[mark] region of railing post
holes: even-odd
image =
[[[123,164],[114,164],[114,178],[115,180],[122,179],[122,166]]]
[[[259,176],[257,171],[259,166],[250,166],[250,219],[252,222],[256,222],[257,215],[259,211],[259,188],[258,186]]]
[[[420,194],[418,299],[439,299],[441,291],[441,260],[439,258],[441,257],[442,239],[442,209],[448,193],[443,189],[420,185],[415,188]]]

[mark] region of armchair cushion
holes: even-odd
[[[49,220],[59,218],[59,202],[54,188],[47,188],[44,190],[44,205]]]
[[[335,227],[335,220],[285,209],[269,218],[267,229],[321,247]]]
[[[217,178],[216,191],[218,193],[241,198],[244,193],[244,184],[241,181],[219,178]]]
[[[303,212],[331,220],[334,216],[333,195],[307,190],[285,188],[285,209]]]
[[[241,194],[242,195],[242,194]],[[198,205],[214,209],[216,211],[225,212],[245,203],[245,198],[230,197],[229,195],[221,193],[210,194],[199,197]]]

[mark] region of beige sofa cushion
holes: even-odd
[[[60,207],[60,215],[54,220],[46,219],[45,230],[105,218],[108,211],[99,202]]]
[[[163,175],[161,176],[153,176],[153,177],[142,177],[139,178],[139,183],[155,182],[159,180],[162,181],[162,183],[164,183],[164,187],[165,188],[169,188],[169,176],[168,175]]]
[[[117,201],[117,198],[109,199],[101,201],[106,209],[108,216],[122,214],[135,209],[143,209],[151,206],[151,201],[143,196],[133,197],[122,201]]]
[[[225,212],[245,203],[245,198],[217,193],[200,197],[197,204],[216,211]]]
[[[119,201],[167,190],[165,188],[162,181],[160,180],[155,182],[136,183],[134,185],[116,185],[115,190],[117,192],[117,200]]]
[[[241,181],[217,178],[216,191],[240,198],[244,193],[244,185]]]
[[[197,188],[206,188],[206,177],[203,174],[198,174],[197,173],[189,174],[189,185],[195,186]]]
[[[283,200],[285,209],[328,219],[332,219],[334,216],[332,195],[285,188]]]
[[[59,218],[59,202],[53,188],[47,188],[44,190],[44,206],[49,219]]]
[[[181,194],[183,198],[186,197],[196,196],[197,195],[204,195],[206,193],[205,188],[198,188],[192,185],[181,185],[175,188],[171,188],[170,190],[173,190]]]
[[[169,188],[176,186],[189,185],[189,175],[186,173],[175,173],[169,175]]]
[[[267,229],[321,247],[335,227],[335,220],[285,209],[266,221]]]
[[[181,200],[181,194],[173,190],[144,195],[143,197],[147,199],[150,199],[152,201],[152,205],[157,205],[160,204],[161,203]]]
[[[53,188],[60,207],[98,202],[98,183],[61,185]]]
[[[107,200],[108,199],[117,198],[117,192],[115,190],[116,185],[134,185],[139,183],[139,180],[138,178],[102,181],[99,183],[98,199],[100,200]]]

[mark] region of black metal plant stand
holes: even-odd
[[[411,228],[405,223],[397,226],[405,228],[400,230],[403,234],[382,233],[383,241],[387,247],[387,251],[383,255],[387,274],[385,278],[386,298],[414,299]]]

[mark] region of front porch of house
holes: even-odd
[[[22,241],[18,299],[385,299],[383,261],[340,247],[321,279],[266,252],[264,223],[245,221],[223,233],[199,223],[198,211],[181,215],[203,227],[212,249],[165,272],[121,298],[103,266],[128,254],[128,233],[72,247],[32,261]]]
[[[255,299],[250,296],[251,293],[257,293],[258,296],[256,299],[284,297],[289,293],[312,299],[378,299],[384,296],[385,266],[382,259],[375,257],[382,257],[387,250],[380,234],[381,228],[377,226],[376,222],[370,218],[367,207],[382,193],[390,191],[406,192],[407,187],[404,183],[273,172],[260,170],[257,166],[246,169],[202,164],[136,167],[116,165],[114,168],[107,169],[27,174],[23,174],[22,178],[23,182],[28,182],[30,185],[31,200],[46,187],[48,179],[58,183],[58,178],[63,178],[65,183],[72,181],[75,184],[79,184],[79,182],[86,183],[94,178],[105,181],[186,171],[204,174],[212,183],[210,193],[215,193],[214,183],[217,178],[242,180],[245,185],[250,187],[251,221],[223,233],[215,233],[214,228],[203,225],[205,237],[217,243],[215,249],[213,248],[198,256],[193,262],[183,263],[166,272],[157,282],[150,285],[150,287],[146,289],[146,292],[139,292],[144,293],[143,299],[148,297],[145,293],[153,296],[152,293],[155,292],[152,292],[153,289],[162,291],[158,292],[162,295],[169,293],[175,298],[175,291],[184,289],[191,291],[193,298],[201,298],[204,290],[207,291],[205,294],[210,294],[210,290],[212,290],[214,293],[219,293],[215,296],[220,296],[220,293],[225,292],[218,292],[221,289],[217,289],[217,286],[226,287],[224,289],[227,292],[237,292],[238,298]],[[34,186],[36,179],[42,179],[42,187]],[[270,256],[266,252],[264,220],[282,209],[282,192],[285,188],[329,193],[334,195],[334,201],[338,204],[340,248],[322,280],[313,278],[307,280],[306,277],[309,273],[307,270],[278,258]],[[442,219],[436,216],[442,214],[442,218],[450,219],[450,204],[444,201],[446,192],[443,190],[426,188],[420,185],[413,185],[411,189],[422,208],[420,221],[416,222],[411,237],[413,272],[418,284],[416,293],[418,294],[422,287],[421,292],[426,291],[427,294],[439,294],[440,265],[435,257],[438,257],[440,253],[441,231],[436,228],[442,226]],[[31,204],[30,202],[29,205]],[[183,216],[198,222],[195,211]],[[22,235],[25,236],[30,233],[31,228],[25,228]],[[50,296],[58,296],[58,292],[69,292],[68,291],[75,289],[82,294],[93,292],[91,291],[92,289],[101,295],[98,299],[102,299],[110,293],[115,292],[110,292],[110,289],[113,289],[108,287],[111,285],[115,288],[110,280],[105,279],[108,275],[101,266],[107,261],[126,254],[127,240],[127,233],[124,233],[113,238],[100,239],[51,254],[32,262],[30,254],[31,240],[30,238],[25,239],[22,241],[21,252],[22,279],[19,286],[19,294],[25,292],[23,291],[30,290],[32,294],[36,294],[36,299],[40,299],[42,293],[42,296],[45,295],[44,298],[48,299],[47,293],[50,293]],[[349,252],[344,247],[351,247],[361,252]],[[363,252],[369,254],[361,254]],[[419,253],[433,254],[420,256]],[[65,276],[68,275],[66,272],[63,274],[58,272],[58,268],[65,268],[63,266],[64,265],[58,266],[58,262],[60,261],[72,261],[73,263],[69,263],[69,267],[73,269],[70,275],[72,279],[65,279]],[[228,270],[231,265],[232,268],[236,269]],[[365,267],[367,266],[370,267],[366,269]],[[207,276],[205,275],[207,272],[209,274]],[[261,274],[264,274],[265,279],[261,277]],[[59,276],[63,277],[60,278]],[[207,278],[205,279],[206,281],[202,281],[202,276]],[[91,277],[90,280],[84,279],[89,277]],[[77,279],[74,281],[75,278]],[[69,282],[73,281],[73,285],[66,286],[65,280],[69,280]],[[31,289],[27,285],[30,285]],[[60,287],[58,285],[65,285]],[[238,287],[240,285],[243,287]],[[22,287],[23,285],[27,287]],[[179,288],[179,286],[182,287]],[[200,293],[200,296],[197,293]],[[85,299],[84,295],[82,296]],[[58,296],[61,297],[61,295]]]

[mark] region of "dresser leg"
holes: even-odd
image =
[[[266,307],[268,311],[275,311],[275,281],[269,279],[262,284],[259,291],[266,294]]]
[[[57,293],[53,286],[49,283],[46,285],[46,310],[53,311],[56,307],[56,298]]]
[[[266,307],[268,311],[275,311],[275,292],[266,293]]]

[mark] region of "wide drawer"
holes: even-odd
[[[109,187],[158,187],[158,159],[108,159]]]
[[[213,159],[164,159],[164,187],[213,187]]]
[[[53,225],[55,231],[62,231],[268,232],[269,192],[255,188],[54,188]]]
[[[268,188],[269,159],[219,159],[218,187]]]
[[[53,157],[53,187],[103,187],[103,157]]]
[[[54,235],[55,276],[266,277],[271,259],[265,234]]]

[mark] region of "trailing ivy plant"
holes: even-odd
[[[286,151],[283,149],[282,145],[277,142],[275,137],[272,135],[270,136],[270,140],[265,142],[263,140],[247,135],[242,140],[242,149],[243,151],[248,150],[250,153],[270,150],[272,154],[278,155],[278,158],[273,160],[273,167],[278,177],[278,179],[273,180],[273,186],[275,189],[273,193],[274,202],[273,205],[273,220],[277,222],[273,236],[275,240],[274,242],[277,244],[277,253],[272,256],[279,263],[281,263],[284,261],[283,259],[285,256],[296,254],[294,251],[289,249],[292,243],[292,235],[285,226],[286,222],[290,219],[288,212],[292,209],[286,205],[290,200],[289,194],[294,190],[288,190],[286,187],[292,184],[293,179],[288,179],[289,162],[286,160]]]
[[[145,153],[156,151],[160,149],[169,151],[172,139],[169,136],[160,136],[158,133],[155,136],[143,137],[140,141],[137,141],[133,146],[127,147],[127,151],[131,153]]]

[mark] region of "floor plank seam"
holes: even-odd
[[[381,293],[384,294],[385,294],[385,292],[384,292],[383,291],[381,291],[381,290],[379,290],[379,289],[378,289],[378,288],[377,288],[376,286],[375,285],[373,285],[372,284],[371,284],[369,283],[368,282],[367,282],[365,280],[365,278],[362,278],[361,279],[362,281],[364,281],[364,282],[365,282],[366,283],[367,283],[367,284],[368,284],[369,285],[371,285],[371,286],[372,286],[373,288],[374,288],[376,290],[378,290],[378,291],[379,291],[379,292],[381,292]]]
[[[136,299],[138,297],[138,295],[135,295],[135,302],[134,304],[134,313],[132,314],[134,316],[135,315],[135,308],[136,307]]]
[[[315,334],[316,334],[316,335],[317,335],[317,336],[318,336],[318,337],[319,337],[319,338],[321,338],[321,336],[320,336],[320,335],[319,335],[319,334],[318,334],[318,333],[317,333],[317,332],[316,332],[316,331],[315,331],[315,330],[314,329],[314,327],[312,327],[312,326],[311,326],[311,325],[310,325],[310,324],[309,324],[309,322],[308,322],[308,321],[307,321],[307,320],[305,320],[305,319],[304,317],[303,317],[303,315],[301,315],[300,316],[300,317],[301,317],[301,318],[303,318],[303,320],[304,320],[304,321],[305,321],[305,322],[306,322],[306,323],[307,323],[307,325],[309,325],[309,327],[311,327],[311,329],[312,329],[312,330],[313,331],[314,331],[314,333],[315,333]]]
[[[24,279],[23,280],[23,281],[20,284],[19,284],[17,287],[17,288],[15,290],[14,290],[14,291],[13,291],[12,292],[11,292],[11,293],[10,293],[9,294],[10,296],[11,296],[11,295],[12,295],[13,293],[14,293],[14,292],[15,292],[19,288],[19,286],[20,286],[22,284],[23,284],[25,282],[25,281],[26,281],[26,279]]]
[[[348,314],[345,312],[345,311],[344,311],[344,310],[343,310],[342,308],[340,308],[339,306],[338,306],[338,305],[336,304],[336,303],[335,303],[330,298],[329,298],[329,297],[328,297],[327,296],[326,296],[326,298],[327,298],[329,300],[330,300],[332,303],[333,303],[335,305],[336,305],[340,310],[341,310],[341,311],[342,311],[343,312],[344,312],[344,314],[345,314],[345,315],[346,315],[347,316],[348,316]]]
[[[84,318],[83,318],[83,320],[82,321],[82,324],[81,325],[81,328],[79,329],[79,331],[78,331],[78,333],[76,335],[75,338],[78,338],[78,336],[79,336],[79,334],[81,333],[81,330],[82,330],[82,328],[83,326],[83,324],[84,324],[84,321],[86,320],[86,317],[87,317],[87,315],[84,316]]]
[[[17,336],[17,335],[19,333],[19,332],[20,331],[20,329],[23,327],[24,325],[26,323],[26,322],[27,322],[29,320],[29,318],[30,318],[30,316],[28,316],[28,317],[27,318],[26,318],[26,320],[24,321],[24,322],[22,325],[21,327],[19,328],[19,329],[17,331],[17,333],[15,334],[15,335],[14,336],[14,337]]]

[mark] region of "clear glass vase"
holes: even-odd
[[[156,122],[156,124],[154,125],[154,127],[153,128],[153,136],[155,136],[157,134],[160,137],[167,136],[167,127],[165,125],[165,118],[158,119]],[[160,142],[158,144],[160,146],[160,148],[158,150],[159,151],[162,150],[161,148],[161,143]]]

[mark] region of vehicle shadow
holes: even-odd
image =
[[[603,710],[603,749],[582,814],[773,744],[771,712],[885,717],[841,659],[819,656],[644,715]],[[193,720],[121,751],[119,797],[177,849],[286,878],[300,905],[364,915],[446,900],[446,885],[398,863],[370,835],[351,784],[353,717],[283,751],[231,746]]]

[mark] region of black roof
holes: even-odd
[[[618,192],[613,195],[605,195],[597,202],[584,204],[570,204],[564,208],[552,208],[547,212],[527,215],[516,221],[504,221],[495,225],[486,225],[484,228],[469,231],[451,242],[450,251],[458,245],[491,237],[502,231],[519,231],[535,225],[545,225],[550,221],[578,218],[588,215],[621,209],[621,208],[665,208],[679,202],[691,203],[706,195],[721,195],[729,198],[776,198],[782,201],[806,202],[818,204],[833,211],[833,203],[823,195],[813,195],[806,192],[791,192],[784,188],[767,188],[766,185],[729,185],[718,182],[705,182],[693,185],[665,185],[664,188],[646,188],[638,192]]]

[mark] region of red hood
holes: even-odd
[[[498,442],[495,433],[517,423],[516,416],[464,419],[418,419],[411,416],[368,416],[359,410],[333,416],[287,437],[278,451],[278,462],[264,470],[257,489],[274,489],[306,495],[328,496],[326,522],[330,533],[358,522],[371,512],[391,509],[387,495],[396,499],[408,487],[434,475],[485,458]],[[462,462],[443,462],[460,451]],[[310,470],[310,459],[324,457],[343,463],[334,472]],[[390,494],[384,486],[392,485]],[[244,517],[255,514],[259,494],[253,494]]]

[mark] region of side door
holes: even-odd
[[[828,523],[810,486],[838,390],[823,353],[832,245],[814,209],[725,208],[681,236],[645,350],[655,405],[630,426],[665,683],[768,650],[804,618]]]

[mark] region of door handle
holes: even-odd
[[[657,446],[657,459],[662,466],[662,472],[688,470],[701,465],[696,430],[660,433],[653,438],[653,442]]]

============

WHAT YOU WILL DO: Which lines in the items contain the word "plant"? List every such line in full, treating uppercase and lowercase as different.

RESULT:
[mark] region of black metal plant stand
[mark] region of "trailing ivy plant"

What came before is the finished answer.